**SOBRE A TAREFA:**
Identifique, nos registros abaixo, cada linha em que aparece a palavra "positive" e transcreva essas linhas na íntegra.

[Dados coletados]
★ ★ ★ ★ ★ ★ ★
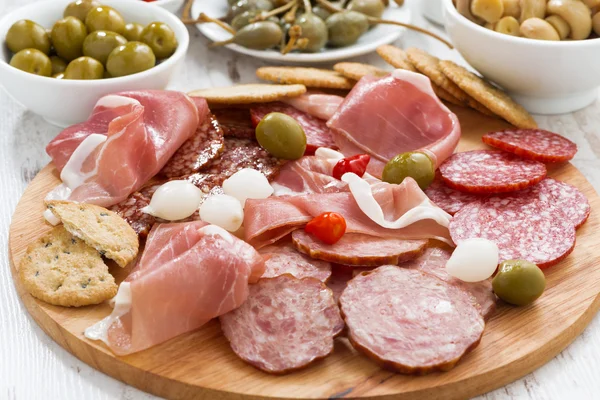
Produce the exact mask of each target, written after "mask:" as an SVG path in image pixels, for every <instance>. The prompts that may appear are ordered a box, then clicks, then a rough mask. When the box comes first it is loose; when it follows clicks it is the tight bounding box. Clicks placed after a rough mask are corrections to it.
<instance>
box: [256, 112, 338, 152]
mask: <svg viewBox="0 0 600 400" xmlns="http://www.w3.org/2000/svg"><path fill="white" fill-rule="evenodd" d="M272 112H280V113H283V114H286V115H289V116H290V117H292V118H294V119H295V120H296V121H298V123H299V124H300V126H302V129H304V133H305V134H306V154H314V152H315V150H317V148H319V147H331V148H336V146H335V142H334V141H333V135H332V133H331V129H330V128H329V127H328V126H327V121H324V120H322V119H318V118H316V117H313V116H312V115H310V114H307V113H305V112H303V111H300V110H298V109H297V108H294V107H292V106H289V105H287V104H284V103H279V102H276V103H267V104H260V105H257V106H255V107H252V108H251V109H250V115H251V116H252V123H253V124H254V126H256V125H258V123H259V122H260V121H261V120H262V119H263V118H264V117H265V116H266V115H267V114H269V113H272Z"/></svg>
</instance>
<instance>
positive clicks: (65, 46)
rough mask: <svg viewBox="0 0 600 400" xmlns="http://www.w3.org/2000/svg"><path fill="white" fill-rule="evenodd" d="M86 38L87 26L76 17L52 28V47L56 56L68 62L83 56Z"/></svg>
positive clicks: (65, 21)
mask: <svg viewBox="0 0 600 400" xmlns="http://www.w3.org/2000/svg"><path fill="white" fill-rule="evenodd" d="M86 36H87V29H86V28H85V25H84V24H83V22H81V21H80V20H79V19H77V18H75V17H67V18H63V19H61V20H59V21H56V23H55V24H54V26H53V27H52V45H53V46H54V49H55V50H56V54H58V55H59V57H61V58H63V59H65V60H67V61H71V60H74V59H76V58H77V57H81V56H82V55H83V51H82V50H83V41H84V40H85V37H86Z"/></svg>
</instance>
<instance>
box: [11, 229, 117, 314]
★ ★ ★ ★ ★ ★ ★
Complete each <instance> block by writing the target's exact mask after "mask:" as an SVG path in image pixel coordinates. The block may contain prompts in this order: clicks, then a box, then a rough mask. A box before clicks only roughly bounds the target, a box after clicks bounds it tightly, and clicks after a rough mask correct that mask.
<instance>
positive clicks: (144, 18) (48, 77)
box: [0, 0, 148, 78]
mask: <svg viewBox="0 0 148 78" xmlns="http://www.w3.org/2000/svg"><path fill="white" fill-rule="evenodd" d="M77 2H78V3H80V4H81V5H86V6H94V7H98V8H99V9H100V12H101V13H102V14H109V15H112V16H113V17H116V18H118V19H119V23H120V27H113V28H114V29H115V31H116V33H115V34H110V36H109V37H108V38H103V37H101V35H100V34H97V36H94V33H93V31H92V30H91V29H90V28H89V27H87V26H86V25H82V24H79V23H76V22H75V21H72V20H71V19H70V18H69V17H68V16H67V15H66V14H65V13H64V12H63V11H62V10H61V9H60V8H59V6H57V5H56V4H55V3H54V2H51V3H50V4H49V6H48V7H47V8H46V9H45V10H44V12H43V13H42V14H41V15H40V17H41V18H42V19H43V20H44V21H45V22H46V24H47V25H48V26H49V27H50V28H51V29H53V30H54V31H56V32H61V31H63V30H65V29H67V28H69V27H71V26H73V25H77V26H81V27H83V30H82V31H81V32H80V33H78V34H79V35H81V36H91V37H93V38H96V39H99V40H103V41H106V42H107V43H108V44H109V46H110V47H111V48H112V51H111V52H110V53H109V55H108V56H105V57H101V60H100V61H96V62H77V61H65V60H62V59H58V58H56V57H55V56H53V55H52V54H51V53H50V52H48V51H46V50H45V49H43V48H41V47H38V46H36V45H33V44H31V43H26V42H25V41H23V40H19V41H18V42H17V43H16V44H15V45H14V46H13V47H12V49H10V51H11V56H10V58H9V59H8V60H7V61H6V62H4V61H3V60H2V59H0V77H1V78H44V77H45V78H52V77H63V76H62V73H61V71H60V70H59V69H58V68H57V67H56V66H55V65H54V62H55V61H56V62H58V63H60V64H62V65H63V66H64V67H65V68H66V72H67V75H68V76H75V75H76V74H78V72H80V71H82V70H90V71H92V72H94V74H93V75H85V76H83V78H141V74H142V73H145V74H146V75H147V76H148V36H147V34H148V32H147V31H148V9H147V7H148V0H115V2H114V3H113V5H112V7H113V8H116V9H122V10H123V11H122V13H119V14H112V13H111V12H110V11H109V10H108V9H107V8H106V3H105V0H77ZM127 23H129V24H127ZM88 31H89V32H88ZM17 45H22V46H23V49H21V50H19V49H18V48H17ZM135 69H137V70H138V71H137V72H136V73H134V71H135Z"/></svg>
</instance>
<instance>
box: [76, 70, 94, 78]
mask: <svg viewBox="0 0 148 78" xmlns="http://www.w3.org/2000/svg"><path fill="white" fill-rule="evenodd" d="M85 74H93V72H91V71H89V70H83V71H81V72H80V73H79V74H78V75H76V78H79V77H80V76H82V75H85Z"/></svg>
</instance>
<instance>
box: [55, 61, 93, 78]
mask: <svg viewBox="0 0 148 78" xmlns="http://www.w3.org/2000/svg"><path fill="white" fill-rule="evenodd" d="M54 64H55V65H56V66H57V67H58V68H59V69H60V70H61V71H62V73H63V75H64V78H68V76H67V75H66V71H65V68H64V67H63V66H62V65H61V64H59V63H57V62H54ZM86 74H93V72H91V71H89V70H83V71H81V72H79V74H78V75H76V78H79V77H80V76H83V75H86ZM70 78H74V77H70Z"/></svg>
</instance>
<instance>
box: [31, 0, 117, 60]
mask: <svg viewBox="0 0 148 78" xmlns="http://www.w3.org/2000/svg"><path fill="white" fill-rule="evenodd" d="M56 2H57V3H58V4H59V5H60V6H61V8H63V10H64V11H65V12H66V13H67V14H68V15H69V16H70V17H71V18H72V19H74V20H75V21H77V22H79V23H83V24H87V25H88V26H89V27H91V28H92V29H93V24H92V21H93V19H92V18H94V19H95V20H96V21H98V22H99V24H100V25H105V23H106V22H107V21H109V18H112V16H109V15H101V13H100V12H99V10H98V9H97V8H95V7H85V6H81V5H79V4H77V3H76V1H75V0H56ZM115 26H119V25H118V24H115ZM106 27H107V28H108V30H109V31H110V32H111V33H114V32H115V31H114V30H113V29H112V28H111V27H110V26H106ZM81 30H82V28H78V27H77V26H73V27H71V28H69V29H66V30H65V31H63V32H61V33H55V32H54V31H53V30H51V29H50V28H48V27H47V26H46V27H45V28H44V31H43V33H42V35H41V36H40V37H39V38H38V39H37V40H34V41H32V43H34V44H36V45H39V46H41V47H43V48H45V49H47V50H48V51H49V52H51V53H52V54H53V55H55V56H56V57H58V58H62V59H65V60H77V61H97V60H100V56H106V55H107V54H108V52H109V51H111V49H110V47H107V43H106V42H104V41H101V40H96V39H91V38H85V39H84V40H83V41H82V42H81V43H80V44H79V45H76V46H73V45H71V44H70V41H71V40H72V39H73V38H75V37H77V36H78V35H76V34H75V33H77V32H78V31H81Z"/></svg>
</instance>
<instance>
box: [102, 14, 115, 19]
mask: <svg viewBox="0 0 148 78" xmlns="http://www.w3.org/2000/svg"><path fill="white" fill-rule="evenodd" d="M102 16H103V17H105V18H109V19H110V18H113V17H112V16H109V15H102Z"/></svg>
★ ★ ★ ★ ★ ★ ★
**SOLUÇÃO DO EXERCÍCIO:**
positive clicks: (65, 46)
positive clicks: (65, 21)
positive clicks: (144, 18) (48, 77)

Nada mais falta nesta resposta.